> [Exercise input]:

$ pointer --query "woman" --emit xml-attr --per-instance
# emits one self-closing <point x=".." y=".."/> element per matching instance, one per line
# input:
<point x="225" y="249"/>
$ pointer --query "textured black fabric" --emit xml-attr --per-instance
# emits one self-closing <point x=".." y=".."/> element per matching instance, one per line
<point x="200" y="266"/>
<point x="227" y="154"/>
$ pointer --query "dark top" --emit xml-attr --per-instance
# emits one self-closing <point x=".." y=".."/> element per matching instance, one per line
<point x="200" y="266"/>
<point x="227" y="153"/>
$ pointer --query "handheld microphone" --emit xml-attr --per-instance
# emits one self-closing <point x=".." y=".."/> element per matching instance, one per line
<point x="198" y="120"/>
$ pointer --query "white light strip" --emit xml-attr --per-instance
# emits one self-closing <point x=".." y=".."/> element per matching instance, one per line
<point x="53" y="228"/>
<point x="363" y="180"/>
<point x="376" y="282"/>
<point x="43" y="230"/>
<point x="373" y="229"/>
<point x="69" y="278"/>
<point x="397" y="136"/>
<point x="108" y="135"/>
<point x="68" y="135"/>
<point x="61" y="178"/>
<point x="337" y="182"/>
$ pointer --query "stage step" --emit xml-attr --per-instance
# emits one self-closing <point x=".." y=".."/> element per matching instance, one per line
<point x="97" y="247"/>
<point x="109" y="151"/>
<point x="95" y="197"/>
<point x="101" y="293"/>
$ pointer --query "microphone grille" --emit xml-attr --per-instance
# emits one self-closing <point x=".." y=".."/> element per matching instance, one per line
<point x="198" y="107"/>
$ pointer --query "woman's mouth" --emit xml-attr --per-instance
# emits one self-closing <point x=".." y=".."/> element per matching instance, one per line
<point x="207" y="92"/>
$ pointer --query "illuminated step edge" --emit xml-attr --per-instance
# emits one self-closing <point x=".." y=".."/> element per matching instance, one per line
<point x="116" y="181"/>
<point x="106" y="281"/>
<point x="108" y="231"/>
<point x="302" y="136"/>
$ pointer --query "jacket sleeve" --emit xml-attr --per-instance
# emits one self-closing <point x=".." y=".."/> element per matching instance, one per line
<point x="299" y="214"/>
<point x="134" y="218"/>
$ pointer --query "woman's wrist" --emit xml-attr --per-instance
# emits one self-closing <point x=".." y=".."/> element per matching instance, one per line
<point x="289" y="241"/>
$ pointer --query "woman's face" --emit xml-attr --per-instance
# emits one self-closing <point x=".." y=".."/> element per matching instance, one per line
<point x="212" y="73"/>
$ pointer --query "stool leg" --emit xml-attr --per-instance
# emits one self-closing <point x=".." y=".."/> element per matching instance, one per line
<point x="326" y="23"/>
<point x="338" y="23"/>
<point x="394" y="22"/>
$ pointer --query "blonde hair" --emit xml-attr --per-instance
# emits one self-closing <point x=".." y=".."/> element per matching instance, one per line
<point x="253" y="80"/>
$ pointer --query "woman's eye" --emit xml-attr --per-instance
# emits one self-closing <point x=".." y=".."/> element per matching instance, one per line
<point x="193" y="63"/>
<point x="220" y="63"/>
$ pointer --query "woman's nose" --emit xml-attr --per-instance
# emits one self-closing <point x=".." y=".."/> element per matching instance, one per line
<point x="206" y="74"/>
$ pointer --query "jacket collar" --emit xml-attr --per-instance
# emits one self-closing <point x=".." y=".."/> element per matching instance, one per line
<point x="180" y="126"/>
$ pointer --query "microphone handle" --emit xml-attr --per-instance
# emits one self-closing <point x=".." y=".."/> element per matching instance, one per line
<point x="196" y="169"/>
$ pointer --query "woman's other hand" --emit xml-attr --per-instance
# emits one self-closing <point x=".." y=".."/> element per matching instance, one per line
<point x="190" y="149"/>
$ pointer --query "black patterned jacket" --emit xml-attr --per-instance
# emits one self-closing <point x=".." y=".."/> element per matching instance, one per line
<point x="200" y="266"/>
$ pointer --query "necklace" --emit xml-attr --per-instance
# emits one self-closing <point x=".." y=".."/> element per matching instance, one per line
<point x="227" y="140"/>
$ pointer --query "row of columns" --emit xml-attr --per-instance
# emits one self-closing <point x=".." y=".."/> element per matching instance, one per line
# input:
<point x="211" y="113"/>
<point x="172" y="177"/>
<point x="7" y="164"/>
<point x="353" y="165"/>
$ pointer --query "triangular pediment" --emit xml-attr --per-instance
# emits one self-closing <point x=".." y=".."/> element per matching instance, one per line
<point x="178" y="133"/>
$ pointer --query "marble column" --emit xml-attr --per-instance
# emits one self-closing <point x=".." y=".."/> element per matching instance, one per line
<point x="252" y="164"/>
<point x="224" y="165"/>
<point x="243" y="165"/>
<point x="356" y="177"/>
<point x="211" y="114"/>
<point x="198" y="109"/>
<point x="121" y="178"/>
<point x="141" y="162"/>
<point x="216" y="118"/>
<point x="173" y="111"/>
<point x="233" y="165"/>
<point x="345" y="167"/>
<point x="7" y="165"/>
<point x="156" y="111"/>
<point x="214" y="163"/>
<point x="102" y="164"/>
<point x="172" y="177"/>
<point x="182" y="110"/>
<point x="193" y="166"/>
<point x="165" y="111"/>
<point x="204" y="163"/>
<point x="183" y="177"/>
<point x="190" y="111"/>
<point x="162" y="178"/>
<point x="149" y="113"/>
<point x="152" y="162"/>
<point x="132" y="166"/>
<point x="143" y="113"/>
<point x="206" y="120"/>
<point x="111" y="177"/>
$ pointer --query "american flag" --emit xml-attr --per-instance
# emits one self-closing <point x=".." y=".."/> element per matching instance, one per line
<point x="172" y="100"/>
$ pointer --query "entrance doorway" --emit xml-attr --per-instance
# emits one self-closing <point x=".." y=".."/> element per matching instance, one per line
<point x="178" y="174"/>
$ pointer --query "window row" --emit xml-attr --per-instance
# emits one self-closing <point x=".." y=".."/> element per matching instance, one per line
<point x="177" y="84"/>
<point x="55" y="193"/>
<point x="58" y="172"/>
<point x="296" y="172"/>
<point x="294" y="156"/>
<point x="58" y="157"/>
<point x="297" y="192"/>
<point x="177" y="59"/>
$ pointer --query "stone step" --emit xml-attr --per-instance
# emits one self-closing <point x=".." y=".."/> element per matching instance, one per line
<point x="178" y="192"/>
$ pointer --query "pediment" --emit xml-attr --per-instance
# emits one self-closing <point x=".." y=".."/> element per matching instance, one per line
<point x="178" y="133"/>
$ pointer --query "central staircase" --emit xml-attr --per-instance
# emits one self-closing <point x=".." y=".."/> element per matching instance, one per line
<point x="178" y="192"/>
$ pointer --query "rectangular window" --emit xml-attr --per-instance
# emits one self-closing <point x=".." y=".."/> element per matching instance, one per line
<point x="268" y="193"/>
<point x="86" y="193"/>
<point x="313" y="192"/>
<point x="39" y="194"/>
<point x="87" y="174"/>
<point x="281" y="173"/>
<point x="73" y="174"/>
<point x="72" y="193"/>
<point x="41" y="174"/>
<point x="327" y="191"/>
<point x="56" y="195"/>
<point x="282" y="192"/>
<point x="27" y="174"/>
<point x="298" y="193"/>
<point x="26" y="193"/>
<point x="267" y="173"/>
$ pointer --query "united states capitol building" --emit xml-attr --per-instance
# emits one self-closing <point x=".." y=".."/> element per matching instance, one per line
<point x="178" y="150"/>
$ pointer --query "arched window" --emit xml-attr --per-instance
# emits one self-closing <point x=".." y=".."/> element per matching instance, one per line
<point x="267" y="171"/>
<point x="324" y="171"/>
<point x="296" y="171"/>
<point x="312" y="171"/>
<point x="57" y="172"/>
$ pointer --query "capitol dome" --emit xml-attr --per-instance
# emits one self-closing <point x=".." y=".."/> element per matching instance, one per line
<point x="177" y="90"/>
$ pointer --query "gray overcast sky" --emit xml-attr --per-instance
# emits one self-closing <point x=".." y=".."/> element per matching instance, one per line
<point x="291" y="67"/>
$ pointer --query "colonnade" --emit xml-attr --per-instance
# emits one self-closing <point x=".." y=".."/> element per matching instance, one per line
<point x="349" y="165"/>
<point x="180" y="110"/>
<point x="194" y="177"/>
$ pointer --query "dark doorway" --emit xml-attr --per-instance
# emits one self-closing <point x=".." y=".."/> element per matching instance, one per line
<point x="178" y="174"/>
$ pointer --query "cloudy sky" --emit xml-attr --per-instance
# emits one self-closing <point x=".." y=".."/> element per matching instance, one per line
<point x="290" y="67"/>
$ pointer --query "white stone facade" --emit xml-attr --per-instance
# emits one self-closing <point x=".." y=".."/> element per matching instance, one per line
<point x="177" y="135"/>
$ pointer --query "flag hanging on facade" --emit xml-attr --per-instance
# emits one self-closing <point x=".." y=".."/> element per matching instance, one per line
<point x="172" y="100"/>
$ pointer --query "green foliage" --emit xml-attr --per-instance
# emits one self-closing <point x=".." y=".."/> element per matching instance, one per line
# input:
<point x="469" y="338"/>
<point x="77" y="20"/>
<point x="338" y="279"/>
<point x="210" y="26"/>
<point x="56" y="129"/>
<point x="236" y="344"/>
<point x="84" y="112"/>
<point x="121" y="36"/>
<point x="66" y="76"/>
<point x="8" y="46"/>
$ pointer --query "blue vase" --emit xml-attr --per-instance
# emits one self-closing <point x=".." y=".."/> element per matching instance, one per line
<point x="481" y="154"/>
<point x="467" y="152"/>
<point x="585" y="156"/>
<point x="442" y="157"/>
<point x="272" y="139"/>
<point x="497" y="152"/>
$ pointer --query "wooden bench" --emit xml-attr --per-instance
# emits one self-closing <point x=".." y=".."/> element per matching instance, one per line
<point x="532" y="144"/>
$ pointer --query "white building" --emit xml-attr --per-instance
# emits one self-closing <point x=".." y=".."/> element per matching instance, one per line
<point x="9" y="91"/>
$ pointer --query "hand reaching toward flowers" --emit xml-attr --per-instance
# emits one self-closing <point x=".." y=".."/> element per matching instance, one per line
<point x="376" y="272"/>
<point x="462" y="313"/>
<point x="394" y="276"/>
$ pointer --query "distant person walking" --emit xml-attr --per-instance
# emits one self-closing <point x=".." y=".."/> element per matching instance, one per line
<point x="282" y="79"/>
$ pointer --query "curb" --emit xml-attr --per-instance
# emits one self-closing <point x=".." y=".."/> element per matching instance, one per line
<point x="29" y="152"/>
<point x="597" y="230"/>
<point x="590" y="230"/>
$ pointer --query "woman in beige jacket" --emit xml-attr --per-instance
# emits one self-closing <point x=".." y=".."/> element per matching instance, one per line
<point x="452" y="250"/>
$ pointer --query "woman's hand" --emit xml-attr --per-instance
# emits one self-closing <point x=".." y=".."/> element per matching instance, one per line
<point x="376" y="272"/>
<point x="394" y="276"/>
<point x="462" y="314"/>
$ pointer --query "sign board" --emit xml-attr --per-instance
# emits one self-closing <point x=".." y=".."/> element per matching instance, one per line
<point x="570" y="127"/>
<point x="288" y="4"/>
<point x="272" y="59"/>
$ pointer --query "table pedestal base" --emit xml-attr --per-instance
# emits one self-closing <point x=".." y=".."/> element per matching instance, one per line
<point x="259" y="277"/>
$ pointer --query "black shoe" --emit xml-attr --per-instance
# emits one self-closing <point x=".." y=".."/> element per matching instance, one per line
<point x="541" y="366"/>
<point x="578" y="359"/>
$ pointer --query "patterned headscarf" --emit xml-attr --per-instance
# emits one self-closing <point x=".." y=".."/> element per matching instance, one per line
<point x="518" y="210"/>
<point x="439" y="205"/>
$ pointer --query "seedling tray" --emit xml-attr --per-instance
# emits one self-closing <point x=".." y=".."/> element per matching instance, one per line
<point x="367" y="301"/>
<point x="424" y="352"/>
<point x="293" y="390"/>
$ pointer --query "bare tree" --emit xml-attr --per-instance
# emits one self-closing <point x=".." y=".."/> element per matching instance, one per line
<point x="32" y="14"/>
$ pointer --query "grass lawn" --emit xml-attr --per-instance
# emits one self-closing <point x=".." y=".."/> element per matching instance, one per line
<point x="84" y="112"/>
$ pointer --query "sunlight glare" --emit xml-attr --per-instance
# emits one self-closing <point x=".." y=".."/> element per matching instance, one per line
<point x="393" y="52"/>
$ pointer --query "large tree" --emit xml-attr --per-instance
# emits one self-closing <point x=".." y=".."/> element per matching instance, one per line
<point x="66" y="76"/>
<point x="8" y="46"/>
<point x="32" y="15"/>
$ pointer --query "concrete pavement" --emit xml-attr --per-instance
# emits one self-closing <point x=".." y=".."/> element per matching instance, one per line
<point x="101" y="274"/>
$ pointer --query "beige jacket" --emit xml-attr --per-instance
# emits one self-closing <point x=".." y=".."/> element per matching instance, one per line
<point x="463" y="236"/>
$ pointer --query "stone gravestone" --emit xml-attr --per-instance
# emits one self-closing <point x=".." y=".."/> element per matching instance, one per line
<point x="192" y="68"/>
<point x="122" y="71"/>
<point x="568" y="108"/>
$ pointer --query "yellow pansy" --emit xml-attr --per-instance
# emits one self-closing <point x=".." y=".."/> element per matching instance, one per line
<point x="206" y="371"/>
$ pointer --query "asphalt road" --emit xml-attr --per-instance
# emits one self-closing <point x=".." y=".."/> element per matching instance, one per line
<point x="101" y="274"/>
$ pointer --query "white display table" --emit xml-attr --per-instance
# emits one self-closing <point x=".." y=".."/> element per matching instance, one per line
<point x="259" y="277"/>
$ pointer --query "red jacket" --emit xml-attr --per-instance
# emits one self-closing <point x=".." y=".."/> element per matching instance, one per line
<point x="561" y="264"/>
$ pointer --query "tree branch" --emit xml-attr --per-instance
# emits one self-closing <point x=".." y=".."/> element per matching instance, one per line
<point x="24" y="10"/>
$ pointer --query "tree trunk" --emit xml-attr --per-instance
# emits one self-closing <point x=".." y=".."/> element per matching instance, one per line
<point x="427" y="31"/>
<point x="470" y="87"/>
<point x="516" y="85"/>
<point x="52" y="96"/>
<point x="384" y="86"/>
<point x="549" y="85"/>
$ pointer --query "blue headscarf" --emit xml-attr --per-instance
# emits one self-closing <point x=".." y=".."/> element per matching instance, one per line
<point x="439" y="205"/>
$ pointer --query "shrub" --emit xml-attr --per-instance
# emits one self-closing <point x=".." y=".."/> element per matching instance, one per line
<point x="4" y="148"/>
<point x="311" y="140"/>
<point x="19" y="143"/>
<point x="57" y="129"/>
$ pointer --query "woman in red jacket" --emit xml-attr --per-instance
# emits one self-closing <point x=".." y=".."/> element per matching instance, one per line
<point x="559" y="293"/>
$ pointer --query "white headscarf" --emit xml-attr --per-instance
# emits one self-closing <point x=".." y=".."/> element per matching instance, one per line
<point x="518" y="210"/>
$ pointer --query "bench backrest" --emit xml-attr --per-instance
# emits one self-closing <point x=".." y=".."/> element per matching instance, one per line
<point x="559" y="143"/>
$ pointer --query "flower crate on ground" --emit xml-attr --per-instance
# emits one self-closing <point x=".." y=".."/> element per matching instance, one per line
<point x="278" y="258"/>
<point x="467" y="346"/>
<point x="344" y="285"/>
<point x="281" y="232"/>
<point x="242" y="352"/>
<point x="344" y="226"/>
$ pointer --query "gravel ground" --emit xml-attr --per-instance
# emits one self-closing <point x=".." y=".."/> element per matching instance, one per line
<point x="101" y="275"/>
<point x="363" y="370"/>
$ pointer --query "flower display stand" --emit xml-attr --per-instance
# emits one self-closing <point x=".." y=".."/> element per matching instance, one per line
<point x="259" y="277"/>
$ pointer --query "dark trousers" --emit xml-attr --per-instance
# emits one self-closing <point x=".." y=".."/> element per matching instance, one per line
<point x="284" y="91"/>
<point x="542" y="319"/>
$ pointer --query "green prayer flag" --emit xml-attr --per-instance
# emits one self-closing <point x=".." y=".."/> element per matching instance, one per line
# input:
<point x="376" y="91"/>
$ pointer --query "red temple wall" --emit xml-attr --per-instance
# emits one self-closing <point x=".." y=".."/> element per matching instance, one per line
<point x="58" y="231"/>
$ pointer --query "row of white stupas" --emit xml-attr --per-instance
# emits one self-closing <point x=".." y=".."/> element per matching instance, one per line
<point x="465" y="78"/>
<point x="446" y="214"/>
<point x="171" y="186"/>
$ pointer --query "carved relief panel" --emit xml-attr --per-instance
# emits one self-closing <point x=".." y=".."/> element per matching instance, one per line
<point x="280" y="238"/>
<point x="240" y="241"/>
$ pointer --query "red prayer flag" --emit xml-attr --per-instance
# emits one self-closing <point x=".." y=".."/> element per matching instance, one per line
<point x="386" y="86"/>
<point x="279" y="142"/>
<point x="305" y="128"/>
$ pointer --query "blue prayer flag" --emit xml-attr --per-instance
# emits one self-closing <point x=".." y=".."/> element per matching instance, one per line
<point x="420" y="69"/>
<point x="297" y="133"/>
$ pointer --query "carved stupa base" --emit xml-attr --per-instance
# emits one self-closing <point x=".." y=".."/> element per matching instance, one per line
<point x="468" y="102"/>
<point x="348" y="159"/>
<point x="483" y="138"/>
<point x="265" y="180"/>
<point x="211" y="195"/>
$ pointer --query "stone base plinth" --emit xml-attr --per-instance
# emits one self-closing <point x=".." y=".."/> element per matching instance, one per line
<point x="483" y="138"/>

> [Given request]:
Which lines of the records contain the word "dark"? Select each one and copy it in full, treating uppercase and lowercase as different.

> [Worked answer]:
$ pointer --query "dark top" --emit xml-attr --per-instance
$ pointer --query "dark doorway" --emit xml-attr --per-instance
$ pointer --query "dark trousers" --emit xml-attr --per-instance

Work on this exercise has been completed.